What you have to do: Find "Target: wall-mounted air conditioner" in the material below, then copy that line and every subsequent line to the end, exactly.

Data rows:
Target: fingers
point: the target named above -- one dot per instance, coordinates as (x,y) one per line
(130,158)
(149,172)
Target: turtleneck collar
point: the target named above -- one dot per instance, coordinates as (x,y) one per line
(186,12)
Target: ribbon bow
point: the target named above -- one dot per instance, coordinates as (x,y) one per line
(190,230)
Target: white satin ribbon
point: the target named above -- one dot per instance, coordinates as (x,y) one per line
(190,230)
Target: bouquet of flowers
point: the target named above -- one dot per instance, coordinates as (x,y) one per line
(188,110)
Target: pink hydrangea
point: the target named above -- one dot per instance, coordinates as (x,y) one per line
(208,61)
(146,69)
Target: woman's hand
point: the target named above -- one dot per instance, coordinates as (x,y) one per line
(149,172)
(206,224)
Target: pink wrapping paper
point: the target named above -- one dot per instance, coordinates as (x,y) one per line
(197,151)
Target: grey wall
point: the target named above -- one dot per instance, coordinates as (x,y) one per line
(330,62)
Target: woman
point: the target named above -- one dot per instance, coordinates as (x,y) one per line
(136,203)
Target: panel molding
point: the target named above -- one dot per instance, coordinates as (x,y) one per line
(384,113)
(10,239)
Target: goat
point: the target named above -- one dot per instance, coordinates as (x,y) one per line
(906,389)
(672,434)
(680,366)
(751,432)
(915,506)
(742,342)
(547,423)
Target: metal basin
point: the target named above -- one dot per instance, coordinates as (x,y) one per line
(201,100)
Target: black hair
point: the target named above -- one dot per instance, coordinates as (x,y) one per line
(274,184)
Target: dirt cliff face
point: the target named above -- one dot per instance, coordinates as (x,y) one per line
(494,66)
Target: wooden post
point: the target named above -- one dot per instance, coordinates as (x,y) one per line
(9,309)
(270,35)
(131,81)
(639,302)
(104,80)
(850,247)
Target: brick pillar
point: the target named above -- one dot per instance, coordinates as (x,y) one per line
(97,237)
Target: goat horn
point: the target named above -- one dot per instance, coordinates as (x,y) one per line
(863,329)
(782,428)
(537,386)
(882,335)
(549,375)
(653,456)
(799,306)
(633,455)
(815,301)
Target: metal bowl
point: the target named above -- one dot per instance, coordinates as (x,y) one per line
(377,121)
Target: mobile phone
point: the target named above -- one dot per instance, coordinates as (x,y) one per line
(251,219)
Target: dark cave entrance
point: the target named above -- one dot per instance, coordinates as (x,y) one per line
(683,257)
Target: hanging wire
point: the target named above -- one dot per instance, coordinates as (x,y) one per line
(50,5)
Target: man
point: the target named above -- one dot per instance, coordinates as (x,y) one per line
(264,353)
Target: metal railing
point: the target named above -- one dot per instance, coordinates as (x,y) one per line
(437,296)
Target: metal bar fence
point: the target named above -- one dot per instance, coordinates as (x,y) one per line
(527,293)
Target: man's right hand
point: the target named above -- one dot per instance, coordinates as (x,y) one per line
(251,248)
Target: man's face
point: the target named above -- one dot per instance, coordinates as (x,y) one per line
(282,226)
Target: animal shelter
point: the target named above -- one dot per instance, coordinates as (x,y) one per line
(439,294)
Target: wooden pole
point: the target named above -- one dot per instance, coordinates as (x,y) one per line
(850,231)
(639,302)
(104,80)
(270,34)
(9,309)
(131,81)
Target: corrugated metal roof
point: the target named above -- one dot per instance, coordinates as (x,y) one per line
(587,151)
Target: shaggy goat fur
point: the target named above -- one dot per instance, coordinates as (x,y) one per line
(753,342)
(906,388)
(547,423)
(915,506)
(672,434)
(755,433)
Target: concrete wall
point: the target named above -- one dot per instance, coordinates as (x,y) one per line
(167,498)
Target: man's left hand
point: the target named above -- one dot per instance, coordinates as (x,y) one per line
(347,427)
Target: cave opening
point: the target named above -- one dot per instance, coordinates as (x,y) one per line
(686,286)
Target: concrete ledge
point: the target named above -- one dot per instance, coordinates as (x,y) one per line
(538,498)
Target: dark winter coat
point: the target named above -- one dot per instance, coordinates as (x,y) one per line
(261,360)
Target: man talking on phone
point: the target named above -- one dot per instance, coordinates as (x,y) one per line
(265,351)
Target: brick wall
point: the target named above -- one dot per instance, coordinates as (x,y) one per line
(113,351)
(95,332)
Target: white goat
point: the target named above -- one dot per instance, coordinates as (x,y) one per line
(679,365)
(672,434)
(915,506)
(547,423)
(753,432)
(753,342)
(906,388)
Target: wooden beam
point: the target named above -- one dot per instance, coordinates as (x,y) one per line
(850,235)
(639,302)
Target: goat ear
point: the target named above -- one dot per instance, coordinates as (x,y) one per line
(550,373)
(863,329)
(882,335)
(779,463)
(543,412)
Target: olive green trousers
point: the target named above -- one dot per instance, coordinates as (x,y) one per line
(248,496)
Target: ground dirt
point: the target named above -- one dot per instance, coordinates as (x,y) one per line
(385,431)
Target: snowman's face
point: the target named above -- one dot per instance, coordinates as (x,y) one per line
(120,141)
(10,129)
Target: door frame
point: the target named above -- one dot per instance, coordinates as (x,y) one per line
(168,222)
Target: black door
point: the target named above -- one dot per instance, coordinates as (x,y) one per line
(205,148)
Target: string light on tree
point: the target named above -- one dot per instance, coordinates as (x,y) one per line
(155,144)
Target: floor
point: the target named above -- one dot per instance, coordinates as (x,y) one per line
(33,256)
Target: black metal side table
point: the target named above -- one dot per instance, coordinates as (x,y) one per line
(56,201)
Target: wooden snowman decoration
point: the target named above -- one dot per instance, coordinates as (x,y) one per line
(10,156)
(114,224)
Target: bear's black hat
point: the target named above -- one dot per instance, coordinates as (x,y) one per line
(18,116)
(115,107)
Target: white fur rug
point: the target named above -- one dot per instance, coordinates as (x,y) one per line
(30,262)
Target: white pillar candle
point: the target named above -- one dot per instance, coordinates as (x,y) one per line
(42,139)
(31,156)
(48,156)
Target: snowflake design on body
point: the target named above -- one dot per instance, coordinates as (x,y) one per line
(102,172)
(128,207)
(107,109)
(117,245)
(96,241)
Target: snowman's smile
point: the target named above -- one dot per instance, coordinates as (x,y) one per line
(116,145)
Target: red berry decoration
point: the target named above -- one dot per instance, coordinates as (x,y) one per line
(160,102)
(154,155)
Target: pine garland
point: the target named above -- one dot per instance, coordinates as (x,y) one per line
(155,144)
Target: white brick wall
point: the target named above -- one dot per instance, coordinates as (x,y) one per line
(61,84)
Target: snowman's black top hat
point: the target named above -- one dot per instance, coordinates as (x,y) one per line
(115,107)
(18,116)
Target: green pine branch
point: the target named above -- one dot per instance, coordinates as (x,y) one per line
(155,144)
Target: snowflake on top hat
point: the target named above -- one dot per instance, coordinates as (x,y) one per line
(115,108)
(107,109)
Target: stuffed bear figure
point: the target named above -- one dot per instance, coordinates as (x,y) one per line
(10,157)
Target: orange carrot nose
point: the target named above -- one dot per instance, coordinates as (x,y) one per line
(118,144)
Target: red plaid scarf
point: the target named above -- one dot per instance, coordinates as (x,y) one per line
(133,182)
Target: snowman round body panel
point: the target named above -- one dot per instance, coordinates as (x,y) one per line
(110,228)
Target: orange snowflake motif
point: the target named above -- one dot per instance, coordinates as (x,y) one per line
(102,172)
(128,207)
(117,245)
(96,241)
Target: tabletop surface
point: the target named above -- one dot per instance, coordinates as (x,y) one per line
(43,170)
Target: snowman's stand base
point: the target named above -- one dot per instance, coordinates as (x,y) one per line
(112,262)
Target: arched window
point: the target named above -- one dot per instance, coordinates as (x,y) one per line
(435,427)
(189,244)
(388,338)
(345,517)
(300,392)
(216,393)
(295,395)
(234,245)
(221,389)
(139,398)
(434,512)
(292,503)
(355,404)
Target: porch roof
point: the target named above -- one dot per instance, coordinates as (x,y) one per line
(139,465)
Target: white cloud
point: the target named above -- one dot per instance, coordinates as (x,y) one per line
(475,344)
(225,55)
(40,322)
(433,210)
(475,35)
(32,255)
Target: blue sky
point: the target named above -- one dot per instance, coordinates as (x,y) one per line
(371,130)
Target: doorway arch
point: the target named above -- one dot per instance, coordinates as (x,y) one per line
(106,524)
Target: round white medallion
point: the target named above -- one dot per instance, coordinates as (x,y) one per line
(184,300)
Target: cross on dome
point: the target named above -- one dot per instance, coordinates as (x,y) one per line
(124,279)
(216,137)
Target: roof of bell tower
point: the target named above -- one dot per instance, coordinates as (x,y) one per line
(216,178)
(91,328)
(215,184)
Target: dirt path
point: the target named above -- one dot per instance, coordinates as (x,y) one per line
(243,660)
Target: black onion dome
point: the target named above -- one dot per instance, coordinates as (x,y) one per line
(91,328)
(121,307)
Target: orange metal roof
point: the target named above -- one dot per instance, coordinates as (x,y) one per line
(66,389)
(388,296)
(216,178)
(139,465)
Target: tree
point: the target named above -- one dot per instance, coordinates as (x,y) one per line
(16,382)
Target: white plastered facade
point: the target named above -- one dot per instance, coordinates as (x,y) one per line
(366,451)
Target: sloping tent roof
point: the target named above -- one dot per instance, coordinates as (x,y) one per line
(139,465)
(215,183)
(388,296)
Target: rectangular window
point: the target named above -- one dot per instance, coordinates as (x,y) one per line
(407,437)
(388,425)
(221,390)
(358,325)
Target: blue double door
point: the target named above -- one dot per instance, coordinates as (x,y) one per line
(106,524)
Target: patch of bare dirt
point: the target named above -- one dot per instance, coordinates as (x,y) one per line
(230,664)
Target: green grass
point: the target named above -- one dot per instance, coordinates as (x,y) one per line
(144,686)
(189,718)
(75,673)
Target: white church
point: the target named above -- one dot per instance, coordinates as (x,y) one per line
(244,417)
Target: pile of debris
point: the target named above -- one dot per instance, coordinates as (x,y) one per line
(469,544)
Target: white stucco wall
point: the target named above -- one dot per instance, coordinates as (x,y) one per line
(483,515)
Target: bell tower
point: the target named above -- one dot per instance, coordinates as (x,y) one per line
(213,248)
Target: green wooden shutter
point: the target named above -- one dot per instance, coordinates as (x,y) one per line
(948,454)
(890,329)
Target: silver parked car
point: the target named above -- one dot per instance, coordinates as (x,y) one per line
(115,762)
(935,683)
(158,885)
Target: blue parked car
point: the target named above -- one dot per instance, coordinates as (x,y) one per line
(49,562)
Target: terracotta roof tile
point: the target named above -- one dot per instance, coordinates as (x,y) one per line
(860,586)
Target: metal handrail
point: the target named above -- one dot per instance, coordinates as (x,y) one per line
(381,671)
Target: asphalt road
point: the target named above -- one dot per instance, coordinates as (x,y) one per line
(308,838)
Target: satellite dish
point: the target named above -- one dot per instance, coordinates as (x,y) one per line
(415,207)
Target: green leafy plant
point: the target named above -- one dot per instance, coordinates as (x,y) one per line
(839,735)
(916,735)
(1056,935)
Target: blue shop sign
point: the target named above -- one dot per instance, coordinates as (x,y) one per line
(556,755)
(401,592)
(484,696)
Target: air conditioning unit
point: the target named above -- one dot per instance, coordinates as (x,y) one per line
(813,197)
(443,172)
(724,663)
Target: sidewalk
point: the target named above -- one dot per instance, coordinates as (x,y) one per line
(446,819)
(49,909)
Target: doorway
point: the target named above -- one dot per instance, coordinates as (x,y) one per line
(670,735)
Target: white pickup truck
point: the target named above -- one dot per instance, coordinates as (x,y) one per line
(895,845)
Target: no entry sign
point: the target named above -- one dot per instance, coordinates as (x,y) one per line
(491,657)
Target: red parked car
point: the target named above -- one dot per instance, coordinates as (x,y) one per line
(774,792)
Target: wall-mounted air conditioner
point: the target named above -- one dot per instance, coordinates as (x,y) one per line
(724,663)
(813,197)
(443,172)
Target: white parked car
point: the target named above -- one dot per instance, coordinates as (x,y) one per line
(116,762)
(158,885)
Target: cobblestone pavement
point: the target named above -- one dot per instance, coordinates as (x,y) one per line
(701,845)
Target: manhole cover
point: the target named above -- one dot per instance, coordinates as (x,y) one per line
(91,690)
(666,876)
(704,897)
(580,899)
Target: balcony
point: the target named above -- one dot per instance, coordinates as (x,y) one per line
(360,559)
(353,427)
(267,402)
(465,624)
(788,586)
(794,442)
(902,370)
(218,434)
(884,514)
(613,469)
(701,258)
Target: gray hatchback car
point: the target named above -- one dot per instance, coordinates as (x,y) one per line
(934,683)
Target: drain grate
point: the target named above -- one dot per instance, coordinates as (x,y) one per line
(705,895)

Final result:
Target: wall-mounted air conditioner
point: the target named above -- one dot per instance, coordinates as (x,y) one per line
(724,663)
(813,197)
(443,172)
Target: white parked car
point: the target named above -- one dot per instance, coordinates as (x,y) one per line
(116,762)
(158,885)
Target: cobblestone pavement
point: the target named above -- one dot per instance, coordinates as (x,y) one per line
(701,845)
Target: manhole cover
point: the target named above -- one dot per instance, coordinates as (x,y) one per line
(91,690)
(666,876)
(704,897)
(580,899)
Target: balcony
point: the target named above -- one dot per instance, coordinates as (x,y) one per line
(360,559)
(353,427)
(267,402)
(465,624)
(788,586)
(794,442)
(902,370)
(218,434)
(884,514)
(613,469)
(701,258)
Target: gray hatchback car
point: the target named above -- one dot per instance, coordinates as (x,y) one per line
(934,683)
Target: drain grate
point: the target named above -- one dot per instance, coordinates as (x,y) one per line
(705,895)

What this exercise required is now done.